** Start RECORDS **

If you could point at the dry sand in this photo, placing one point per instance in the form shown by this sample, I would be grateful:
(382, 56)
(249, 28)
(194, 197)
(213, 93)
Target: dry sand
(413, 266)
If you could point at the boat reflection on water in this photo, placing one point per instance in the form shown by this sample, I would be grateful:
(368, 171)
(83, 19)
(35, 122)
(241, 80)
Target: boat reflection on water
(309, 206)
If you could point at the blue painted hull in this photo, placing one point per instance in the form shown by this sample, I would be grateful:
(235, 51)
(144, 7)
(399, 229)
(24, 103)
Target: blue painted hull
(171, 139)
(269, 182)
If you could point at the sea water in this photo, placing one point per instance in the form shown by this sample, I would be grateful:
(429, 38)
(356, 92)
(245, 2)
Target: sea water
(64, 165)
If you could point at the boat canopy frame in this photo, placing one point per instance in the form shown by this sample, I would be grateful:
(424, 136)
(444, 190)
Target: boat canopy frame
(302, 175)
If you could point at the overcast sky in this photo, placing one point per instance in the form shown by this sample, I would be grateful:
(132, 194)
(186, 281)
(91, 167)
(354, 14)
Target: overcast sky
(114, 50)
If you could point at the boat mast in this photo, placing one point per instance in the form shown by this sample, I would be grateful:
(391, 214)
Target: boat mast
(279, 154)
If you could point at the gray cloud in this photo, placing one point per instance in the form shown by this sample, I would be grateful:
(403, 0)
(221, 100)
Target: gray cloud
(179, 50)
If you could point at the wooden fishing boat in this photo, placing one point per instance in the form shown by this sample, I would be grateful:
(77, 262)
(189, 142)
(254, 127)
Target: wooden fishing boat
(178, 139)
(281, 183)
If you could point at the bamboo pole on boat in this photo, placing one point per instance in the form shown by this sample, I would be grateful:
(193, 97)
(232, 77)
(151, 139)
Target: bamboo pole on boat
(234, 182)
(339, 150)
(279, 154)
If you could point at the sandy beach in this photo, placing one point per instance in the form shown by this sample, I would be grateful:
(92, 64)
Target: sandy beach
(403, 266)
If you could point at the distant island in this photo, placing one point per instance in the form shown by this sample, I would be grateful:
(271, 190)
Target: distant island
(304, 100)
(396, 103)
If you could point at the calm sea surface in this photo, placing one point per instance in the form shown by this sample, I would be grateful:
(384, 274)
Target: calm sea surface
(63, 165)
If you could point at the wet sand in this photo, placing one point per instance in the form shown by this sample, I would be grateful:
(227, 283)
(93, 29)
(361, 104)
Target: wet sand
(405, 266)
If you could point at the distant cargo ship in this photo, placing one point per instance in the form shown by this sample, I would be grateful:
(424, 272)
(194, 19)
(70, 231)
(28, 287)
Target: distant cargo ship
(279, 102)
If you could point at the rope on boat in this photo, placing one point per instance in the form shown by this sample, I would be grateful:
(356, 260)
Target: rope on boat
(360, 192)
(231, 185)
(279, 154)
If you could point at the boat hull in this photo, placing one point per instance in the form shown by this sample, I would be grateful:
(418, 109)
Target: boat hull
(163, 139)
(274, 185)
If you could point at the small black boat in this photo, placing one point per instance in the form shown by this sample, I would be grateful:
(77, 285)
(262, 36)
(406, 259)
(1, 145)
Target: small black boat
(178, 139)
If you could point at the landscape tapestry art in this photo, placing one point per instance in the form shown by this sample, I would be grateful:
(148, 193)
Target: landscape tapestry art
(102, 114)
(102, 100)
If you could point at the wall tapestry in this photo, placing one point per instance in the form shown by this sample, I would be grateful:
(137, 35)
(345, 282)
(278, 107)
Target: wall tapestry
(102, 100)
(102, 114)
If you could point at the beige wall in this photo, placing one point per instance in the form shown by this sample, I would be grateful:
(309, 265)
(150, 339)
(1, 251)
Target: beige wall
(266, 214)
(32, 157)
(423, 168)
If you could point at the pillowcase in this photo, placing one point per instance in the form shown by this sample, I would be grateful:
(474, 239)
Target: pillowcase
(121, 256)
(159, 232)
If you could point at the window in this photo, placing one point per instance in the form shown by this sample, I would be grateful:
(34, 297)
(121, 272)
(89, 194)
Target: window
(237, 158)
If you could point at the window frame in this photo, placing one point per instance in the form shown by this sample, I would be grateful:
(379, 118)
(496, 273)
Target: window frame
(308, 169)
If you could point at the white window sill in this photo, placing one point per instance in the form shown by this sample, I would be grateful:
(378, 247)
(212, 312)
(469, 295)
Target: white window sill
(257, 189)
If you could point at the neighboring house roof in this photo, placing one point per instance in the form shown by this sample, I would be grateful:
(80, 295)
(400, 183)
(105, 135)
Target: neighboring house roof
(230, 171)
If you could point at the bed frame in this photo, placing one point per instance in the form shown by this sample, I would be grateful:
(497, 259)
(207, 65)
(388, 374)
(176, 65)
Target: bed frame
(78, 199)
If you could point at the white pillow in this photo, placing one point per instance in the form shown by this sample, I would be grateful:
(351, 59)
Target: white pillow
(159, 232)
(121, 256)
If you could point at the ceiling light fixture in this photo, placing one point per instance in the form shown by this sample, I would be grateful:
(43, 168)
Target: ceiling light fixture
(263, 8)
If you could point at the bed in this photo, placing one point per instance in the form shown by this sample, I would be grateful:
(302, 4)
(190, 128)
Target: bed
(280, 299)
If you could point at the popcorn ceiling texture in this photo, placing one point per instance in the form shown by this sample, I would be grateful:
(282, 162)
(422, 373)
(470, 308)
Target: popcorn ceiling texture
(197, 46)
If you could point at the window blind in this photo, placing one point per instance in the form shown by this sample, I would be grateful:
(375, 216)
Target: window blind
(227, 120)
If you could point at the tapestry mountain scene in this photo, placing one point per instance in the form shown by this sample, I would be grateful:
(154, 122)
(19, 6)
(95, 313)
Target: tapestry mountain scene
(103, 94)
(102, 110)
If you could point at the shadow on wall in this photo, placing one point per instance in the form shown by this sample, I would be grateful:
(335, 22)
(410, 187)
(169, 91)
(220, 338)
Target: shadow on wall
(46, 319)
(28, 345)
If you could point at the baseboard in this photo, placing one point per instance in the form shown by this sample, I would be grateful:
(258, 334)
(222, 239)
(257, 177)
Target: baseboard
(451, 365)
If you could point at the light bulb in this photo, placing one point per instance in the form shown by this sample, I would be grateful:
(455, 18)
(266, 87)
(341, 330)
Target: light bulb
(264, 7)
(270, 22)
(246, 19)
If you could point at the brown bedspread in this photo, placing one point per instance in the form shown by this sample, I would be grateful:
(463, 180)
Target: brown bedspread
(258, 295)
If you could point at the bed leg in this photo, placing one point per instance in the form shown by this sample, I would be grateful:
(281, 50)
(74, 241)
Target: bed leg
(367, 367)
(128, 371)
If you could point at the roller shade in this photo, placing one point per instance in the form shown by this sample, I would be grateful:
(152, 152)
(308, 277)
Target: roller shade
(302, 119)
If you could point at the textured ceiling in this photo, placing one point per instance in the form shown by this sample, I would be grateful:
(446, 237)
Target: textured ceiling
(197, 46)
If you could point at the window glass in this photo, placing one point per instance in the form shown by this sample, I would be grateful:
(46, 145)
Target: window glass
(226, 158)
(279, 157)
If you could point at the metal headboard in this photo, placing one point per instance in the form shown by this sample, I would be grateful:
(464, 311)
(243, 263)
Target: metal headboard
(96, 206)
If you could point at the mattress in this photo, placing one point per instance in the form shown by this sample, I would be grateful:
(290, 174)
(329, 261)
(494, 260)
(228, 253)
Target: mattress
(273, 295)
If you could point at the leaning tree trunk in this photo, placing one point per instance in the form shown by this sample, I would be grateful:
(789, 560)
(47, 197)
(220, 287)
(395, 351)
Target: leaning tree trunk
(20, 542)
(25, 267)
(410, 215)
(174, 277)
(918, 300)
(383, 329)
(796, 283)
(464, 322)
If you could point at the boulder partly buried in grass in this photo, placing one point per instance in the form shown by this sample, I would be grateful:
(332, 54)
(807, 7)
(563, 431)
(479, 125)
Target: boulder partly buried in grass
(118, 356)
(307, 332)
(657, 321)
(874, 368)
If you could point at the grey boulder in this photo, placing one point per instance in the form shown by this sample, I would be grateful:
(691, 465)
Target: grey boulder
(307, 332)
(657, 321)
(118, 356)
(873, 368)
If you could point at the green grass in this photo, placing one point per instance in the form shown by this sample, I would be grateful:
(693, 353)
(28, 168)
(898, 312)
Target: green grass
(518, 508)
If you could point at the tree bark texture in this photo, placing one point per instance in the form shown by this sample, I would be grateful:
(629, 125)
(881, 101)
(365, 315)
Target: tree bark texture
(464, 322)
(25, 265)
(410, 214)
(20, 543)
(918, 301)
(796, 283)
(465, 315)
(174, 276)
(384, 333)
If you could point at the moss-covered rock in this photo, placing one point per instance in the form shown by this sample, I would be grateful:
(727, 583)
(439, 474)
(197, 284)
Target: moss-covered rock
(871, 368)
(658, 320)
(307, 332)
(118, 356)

** End RECORDS **
** Start RECORDS **

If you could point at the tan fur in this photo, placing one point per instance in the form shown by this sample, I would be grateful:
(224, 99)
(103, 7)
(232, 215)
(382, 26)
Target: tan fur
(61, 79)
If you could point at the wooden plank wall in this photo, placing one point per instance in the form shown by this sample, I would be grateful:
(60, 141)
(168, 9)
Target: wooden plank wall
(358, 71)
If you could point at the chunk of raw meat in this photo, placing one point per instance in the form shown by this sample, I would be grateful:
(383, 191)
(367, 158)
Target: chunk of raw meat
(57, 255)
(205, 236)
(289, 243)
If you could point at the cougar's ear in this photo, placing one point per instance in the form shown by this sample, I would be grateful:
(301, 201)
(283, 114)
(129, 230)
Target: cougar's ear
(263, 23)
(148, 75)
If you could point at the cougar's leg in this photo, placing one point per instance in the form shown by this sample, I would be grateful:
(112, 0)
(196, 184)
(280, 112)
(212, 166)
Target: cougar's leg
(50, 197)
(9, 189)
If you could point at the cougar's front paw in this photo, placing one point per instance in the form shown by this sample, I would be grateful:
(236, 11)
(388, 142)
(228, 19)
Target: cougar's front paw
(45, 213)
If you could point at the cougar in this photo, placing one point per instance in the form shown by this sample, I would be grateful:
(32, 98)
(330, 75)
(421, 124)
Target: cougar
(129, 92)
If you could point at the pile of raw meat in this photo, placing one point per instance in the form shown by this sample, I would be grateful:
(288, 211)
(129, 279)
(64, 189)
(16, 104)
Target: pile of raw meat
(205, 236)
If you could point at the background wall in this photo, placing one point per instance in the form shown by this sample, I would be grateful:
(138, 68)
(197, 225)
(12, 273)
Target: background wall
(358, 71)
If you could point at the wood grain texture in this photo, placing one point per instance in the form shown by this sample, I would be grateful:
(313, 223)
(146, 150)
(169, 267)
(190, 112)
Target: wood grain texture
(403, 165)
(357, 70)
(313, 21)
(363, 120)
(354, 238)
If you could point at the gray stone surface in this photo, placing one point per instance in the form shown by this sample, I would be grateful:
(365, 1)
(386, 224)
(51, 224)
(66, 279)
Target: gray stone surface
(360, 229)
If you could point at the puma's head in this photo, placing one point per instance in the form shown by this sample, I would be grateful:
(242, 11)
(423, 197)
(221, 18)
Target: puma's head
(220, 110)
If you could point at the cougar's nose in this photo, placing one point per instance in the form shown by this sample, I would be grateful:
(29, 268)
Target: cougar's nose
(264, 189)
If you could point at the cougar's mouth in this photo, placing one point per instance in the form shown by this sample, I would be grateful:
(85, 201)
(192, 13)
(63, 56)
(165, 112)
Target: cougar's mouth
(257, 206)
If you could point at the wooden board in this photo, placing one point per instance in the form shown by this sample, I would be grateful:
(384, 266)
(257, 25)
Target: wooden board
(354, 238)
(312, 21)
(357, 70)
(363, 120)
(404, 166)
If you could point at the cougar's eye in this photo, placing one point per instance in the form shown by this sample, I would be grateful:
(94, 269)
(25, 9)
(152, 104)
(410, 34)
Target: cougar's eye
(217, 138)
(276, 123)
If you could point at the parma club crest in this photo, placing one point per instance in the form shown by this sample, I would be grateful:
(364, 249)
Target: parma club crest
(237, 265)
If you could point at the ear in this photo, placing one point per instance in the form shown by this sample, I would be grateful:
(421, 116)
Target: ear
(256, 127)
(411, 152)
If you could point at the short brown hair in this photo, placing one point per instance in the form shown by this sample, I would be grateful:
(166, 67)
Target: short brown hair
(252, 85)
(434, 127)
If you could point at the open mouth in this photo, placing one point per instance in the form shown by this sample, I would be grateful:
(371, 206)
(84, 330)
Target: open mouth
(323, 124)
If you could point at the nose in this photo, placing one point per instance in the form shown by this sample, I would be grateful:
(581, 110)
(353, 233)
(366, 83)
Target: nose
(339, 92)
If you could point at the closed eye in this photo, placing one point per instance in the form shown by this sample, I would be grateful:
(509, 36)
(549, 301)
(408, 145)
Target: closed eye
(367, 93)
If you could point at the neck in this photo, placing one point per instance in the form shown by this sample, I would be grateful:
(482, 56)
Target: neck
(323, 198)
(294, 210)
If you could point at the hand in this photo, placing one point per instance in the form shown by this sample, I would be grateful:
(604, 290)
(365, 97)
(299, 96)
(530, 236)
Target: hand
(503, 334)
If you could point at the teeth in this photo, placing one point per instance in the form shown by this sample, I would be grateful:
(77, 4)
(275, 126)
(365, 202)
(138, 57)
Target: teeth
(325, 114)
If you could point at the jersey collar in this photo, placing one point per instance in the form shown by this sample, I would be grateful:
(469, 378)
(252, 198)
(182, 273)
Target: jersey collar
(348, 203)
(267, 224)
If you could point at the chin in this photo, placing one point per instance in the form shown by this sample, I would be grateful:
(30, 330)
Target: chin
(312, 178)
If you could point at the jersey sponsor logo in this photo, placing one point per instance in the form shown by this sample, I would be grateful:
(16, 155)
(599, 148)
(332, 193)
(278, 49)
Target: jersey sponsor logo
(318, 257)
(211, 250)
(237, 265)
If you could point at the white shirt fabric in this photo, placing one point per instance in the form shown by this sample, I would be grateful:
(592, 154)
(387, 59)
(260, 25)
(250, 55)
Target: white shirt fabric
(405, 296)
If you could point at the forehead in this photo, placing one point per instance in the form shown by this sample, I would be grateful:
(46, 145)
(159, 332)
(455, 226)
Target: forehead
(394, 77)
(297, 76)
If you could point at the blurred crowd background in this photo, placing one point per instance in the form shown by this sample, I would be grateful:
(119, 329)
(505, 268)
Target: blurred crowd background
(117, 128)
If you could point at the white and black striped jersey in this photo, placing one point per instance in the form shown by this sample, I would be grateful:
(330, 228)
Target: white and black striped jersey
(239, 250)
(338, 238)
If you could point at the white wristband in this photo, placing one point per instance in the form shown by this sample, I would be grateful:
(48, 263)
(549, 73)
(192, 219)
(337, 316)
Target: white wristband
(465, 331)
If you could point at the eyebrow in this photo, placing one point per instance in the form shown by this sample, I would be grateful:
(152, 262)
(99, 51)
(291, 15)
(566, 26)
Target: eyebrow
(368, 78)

** End RECORDS **

Report how many lines in the items above contain the word "cloud". Give only the number.

TASK SOLUTION:
2